Extracted text ->
..............................
Research Seminar Series "Methodology and Ideology: Critical Perspectives on the Historical Paradigms of Art History" (1st Research Seminar): Mimesis and Self-Mimesis: What Belongs to Whom?

  • Event on site and via Zoom
  • Data: 31.05.2022
  • Ora: 14:00 - 16:00
  • Relatore: Eric Michaud
  • Luogo: Villino Stroganoff, Via Gregoriana 22, 00187 Rom
  • Contatto: freiberg@biblhertz.it
Research Seminar Series "Methodology and Ideology: Critical Perspectives on the Historical Paradigms of Art History" (1st Research Seminar): Mimesis and Self-Mimesis: What Belongs to Whom?
In light of shifting theoretical paradigms in art history, reflecting on methods and their cultural frameworks is crucial and urgent. Contemporary efforts to evolve beyond the power relations of center and periphery and to redefine the relations between ideas, things, people, spaces and temporalities are fostered by current societal and political changes. From this arises the demand for an awareness of the intellectual genealogies and ideological implications of art historical methods.

However, ideologically-loaded labels and concepts persist despite radical transformations in contemporary accounts of art historical theories and methods.
..............................
Dataset excerpt ->
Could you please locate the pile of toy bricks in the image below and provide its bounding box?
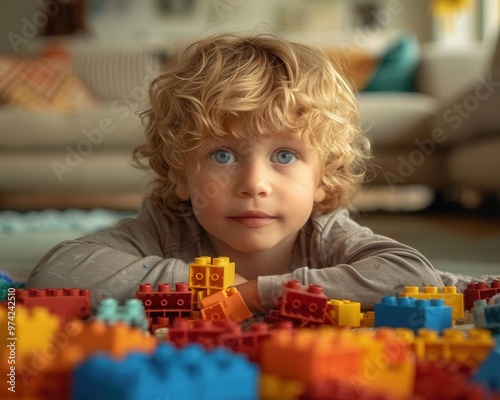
[0,257,500,400]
..............................
Aim of the exercise -> Write the next part of the art history seminar announcement, picking up right after its last sentence.

Response for this exercise ->
This research seminar series intends to encourage a critical and historical analysis of conceptual frameworks such as the relationship between art history and ideology, politics and cultural heritage, collective identities, post-colonialism and national stereotypes, formalism and stylistic categories, visual arguments and teaching practices as well as eco-criticism and the Anthropocene.

1. Research Seminar Mimesis and self-mimesis: what belongs to whom ?

Towards the middle of the 18th century, the idea arises that each people, each culture produces an art in its own likeness, to his physical and moral resemblance. It is what I call the self-mimesis thesis. But at the same time the opposite thesis develops which relies on the effects of the mimetic contagion that results of the confrontation of identities, making them fluid and capable of jostling if not sweeping away cultural boundaries. Let's just call it the mimesis thesis. Along with that of self-mimesis, they have since constituted two antithetical anthropologies of the evolution of art, crossing discourses, animating and guiding artists, opposing anthropologists and art historians.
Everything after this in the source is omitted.